Then there’s the #taxes, of course.
The billionaires don’t want to pay them, and Trump is amenable to that.
Scott Bessent, nominated for Treasury Secretary, said “the most important economic issue of the day”
was making sure tax cuts for the ultra-wealthy stayed in place.
Bessent is accused of being a tax dodge himself.
Mass privatization could make things even more profitable for the tech industry
But that’s all small potatoes.
The real money is in the #military.
The venture capitalist Marc Andreessen
— also a board member of Meta and major investor in X
— has been recruiting Trump administration staffers and even influencing Defense Department and intelligence agency hiring, The Washington Post reports.
As usual, he’s given the game away by bragging about it on a podcast.
Silicon Valley investors generally have been bullish on defense tech like industry poster children #Anduril and #Palantir.
(a16z is a major Anduril backer, and both companies are founded and owned by some of the Valley’s earliest MAGA faithful.)
They want to shift Pentagon spending away from old-school contractors like Lockheed Martin,
which appears to be so freaked out that when the “Big Tech Alert” X account noted it had unfollowed Musk,
the Lockheed account DM’d to say it was “inadvertent.”

--

[Exercise details]
In the passage on tech investors and the Trump administration, which news outlet reports that Marc Andreessen has been recruiting administration staffers?

[Information shown]
--

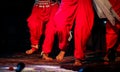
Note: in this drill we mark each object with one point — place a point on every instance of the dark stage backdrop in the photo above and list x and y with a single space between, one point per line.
15 33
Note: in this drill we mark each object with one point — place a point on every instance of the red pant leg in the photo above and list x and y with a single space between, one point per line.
36 23
83 27
50 31
64 21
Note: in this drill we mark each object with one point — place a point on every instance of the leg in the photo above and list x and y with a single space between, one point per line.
49 34
83 27
64 21
35 26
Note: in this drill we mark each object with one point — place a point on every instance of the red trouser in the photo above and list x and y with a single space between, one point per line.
41 17
111 35
81 12
50 31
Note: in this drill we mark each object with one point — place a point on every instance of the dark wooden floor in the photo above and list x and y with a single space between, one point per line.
90 64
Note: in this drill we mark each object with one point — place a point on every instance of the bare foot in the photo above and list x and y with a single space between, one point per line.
77 62
60 56
31 51
46 57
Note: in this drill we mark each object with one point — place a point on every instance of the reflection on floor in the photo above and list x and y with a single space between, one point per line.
33 63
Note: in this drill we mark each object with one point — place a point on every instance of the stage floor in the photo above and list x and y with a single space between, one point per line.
33 63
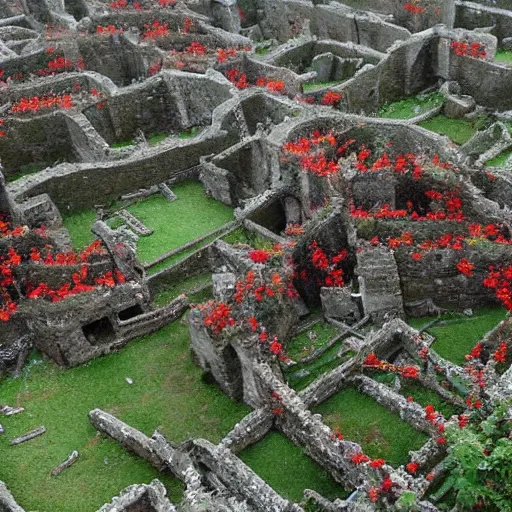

--

[Solved exercise]
The Washington Post.